This is a 'show that' question so what I need to show is that ##\frac{\partial u}{\partial r} \frac{dr}{dt} = (u \cdot \nabla) u##
There is an abuse of notation in which one can write [itex]\frac{\partial}{\partial \mathbf{x}}[/itex] to mean [itex]\nabla[/itex], but this is best avoided.

The chain rule for a real-valued function [itex]f(t, x_1(t), \dots, x_n(t))[/itex] is
[tex]
\frac{\mathrm{d}f}{\mathrm{d}t} = \frac{\partial f}{\partial t} + \sum_{k=1}^n
\frac{\partial f}{\partial x_k} \frac{\mathrm{d}x_k}{\mathrm{d}t}
[/tex]
The sum on the right can be interpreted as [itex]\frac{\mathrm{d}\mathbf{x}}{\mathrm{d}t} \cdot
\nabla f[/itex] if the [itex]x_i[/itex] are treated as cartesian coordinates.

▶ **PROBLEM STATEMENT**
Revise the part of the chain-rule excerpt that opens with "The chain rule" and closes with "as cartesian coordinates.", swapping "real-valued function" for "scalar function".

▶ **DATA RECORDS**
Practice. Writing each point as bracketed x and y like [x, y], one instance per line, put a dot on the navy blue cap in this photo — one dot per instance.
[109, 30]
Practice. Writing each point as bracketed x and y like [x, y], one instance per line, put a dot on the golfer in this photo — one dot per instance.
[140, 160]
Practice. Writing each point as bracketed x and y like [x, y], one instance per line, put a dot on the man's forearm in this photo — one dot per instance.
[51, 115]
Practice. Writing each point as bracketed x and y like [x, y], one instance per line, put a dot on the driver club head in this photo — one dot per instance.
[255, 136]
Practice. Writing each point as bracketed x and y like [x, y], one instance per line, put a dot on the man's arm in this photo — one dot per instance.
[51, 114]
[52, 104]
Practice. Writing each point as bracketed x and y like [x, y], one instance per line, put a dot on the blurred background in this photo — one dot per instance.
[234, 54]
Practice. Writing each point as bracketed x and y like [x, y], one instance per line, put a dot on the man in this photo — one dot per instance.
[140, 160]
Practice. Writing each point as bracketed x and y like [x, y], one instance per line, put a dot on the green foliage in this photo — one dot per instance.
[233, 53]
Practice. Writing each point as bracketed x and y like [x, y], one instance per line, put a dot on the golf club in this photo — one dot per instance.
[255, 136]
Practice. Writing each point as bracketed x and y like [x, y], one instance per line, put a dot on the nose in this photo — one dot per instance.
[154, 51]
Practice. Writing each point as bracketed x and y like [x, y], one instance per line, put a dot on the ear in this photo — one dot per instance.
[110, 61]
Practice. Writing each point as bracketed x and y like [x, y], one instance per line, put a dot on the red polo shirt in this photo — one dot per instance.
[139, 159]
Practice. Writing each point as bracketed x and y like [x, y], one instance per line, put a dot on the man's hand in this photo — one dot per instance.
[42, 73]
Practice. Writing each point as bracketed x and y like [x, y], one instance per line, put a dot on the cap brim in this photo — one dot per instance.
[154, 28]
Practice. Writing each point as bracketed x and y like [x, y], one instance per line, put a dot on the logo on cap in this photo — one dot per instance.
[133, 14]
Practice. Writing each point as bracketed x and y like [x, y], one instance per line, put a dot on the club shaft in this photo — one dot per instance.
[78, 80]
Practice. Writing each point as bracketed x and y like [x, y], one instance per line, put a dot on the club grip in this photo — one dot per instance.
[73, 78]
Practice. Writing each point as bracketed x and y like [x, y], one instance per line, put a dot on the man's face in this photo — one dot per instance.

▶ **TASK RESULT**
The chain rule for a scalar function [itex]f(t, x_1(t), \dots, x_n(t))[/itex] is
[tex]
\frac{\mathrm{d}f}{\mathrm{d}t} = \frac{\partial f}{\partial t} + \sum_{k=1}^n
\frac{\partial f}{\partial x_k} \frac{\mathrm{d}x_k}{\mathrm{d}t}
[/tex]
The sum on the right can be interpreted as [itex]\frac{\mathrm{d}\mathbf{x}}{\mathrm{d}t} \cdot
\nabla f[/itex] if the [itex]x_i[/itex] are treated as cartesian coordinates.